Transcribe the records that follow in their entirety, omitting any pictures.

Saved entries:
■ ■ ■ ■ ■ ■ ■
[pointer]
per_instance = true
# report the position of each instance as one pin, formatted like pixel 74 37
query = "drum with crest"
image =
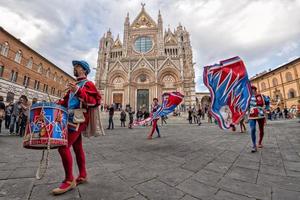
pixel 47 126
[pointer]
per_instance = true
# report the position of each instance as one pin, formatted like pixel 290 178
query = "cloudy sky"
pixel 264 33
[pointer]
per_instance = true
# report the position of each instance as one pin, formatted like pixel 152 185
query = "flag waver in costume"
pixel 170 101
pixel 230 91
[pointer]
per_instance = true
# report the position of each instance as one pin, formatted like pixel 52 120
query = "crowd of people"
pixel 15 115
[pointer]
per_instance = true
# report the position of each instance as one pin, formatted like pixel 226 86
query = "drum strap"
pixel 41 171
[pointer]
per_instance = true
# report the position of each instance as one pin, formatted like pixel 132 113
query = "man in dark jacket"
pixel 111 116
■ ■ ■ ■ ■ ■ ■
*Problem solution*.
[pointer]
per_instance = true
# report the position of each instance as one pin, formatted like pixel 74 37
query = "drum with crest"
image =
pixel 47 126
[pointer]
per_instance = true
# report the position of each instance as one pin, formatted like pixel 290 178
query = "cloudy sky"
pixel 264 33
[pointer]
per_instance = true
# report the position of each instance as one pin, formatted like pixel 152 185
query = "flag waver in costume"
pixel 170 101
pixel 230 91
[pointer]
per_instance = true
# report the position of each instance as one pin, formatted like pixel 52 120
query = "crowd of people"
pixel 15 115
[pointer]
per_instance = true
# report the position of each instance as one pin, formatted like pixel 226 86
query = "drum strap"
pixel 41 171
[pointer]
per_instance = true
# report the position of each instance as one pin, formatted like pixel 132 113
query = "man in dark jacket"
pixel 111 116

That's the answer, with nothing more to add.